_BRIEF_:
Retype all material exactly. Pictures stay out of the copy.

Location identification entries
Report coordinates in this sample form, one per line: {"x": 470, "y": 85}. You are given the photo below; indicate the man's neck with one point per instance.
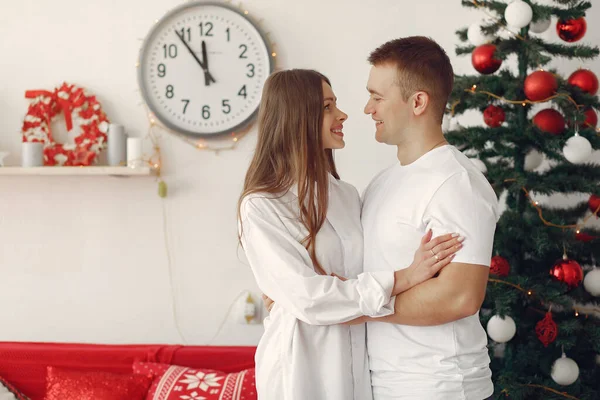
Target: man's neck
{"x": 420, "y": 143}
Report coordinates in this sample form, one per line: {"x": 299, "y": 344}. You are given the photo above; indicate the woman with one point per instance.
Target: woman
{"x": 299, "y": 224}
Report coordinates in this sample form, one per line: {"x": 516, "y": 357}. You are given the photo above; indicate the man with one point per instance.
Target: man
{"x": 433, "y": 347}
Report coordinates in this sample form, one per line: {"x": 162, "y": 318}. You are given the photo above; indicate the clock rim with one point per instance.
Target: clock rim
{"x": 243, "y": 125}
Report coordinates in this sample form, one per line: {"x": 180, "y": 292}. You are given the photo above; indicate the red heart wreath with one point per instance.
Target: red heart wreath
{"x": 76, "y": 105}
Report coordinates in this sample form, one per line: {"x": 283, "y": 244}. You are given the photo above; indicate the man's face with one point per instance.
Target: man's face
{"x": 390, "y": 113}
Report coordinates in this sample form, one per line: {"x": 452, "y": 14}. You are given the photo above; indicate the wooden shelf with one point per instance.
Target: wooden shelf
{"x": 76, "y": 171}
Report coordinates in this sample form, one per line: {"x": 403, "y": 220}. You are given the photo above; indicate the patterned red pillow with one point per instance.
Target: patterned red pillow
{"x": 172, "y": 382}
{"x": 9, "y": 392}
{"x": 65, "y": 384}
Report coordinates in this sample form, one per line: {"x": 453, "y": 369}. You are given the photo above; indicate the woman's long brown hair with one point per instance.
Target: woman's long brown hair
{"x": 290, "y": 151}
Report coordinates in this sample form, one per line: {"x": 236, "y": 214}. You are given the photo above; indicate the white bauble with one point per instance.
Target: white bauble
{"x": 577, "y": 150}
{"x": 533, "y": 160}
{"x": 509, "y": 32}
{"x": 500, "y": 329}
{"x": 518, "y": 14}
{"x": 540, "y": 26}
{"x": 476, "y": 36}
{"x": 591, "y": 283}
{"x": 479, "y": 164}
{"x": 565, "y": 371}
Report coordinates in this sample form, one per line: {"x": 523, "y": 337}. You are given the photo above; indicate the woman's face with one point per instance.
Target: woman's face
{"x": 333, "y": 121}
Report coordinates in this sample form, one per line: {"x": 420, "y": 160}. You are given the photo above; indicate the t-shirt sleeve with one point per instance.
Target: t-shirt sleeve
{"x": 465, "y": 204}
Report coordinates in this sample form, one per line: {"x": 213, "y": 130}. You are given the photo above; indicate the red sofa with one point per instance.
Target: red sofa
{"x": 24, "y": 364}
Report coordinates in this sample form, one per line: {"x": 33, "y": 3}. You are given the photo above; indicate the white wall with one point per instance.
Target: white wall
{"x": 83, "y": 258}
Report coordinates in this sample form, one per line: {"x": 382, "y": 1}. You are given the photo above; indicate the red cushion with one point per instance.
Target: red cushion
{"x": 6, "y": 387}
{"x": 24, "y": 364}
{"x": 66, "y": 384}
{"x": 173, "y": 382}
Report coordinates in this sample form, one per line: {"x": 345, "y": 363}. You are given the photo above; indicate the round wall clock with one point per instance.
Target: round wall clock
{"x": 202, "y": 68}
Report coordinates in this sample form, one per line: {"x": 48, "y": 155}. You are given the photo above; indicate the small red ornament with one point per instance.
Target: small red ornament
{"x": 585, "y": 80}
{"x": 567, "y": 271}
{"x": 594, "y": 203}
{"x": 494, "y": 116}
{"x": 499, "y": 266}
{"x": 550, "y": 121}
{"x": 483, "y": 59}
{"x": 571, "y": 30}
{"x": 546, "y": 330}
{"x": 585, "y": 237}
{"x": 540, "y": 85}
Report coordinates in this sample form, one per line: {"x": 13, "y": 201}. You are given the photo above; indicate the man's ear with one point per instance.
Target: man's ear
{"x": 420, "y": 102}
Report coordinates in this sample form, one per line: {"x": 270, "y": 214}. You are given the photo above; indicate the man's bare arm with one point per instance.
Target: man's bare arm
{"x": 456, "y": 293}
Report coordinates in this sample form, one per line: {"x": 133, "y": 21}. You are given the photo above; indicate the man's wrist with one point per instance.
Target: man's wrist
{"x": 401, "y": 282}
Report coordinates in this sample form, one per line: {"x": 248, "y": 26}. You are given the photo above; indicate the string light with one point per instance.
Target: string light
{"x": 529, "y": 292}
{"x": 497, "y": 21}
{"x": 535, "y": 204}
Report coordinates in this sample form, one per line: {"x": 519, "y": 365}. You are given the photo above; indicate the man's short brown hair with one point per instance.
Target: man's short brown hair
{"x": 422, "y": 66}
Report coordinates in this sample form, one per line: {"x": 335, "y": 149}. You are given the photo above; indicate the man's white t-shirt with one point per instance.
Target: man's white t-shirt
{"x": 444, "y": 191}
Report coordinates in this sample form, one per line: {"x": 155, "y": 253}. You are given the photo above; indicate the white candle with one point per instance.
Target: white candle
{"x": 134, "y": 152}
{"x": 33, "y": 154}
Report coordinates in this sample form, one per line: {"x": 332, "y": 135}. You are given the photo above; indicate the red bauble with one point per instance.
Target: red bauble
{"x": 571, "y": 30}
{"x": 540, "y": 85}
{"x": 546, "y": 330}
{"x": 550, "y": 121}
{"x": 594, "y": 203}
{"x": 483, "y": 59}
{"x": 585, "y": 237}
{"x": 585, "y": 80}
{"x": 499, "y": 266}
{"x": 494, "y": 116}
{"x": 567, "y": 271}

_FINAL ANSWER_:
Report coordinates in this sample form, one per line: {"x": 470, "y": 85}. You are given the photo below; indicate the man's neck with one point per instance.
Target: man's neck
{"x": 420, "y": 143}
Report coordinates in this sample form, one per line: {"x": 299, "y": 344}. You are given the photo above; indicate the woman with one point per instance.
Target: woman
{"x": 299, "y": 224}
Report coordinates in this sample form, one per line: {"x": 516, "y": 357}. You are given the photo above; indicate the man with one point per instance.
Target: man
{"x": 433, "y": 347}
Report coordinates in this sample form, one per line: {"x": 162, "y": 318}. You are given the photo above; indicate the clock rim with one point per instance.
Target: clock rim
{"x": 243, "y": 125}
Report coordinates in this sample form, one per line: {"x": 180, "y": 292}. You are given the photo above; indicate the red heart wreath with one point per instance.
Target: red heart wreath
{"x": 76, "y": 105}
Report coordinates in this sample form, one per line: {"x": 283, "y": 244}. You are given the photo above; indicate the man's face with one point per instance.
Target: man's face
{"x": 390, "y": 113}
Report coordinates in this sample form, one per line: {"x": 452, "y": 14}. You are given the photo above; indicate the wooden shelf with one point per instance.
Target: wooden shelf
{"x": 76, "y": 171}
Report coordinates in this sample form, one per line: {"x": 403, "y": 220}. You are given the photo above; indicate the patterned red pillow with one point per instance.
Target: patterned red pillow
{"x": 172, "y": 382}
{"x": 9, "y": 392}
{"x": 65, "y": 384}
Report coordinates in this sample form, one per line: {"x": 453, "y": 369}. You are given the photo above; indicate the woman's long brown hair with one point per instance.
Target: woman's long brown hair
{"x": 290, "y": 151}
Report coordinates in this sample form, one per line: {"x": 236, "y": 214}. You are given the photo above; indicate the white bauble with one point per instance.
Target: white bauble
{"x": 577, "y": 150}
{"x": 533, "y": 160}
{"x": 509, "y": 32}
{"x": 500, "y": 329}
{"x": 518, "y": 14}
{"x": 540, "y": 26}
{"x": 476, "y": 36}
{"x": 591, "y": 283}
{"x": 479, "y": 164}
{"x": 565, "y": 371}
Report coordinates in this sample form, one per line: {"x": 523, "y": 337}. You are given the photo above; indicate the woman's face with one point per instance.
Target: woman's face
{"x": 333, "y": 121}
Report coordinates in this sample form, one per line: {"x": 420, "y": 160}. You are given the photo above; indicate the t-shirt sleeve with one point per instance.
Target: t-shirt sleeve
{"x": 465, "y": 204}
Report coordinates in this sample form, one per line: {"x": 213, "y": 130}. You are given the photo above; indicate the red sofa with one point per instance.
Target: red sofa
{"x": 24, "y": 364}
Report coordinates in this sample form, one per line: {"x": 33, "y": 3}. You are given the photo above; indicate the white wall with one point per instance.
Target: white wall
{"x": 83, "y": 258}
Report coordinates in this sample form, one per line: {"x": 382, "y": 1}. You are given the photo above; indicate the red cushion with one point per instance.
Target: red cushion
{"x": 6, "y": 387}
{"x": 24, "y": 364}
{"x": 66, "y": 384}
{"x": 173, "y": 382}
Report coordinates in this sample form, one per line: {"x": 345, "y": 363}. You are given the photo above; indicate the round wall clock with one point per instance.
Target: round wall clock
{"x": 202, "y": 68}
Report coordinates in this sample form, one per line: {"x": 48, "y": 155}. You are given the photo above; indicate the small red ornament with one point per instance.
Target: small red ornament
{"x": 585, "y": 80}
{"x": 567, "y": 271}
{"x": 594, "y": 203}
{"x": 494, "y": 116}
{"x": 499, "y": 266}
{"x": 550, "y": 121}
{"x": 483, "y": 59}
{"x": 571, "y": 30}
{"x": 546, "y": 330}
{"x": 585, "y": 237}
{"x": 540, "y": 85}
Report coordinates in this sample form, one per line: {"x": 13, "y": 201}. You are given the photo above; indicate the man's ear with one point per instance.
Target: man's ear
{"x": 420, "y": 102}
Report coordinates in this sample form, one per line: {"x": 270, "y": 214}. You are given the photo above; indicate the man's bare arm with one point per instance.
Target: man's bare arm
{"x": 456, "y": 293}
Report coordinates in this sample form, one per line: {"x": 133, "y": 21}. You are given the photo above; indicate the man's wrist with one point per instance.
Target: man's wrist
{"x": 401, "y": 282}
Report coordinates in this sample form, one per line: {"x": 248, "y": 26}. You are given the photo above; indicate the string light with one point per instance.
Target: string light
{"x": 529, "y": 292}
{"x": 497, "y": 21}
{"x": 535, "y": 204}
Report coordinates in this sample form, one per line: {"x": 519, "y": 365}. You are given the photo above; indicate the man's short brown hair with one point per instance.
Target: man's short brown hair
{"x": 422, "y": 66}
Report coordinates in this sample form, one per line: {"x": 335, "y": 149}. You are given the photo above; indicate the man's white t-shirt with one point per instance.
Target: man's white t-shirt
{"x": 444, "y": 191}
Report coordinates in this sample form, one per line: {"x": 155, "y": 253}. You are given the photo above; indicate the white candle with one point per instance.
Target: white candle
{"x": 134, "y": 152}
{"x": 33, "y": 154}
Report coordinates in this sample form, one per line: {"x": 332, "y": 135}. You are given the photo above; indicate the red bauble with one point per instance.
Target: red bauble
{"x": 571, "y": 30}
{"x": 540, "y": 85}
{"x": 546, "y": 330}
{"x": 550, "y": 121}
{"x": 594, "y": 203}
{"x": 483, "y": 59}
{"x": 585, "y": 237}
{"x": 585, "y": 80}
{"x": 499, "y": 266}
{"x": 494, "y": 116}
{"x": 567, "y": 271}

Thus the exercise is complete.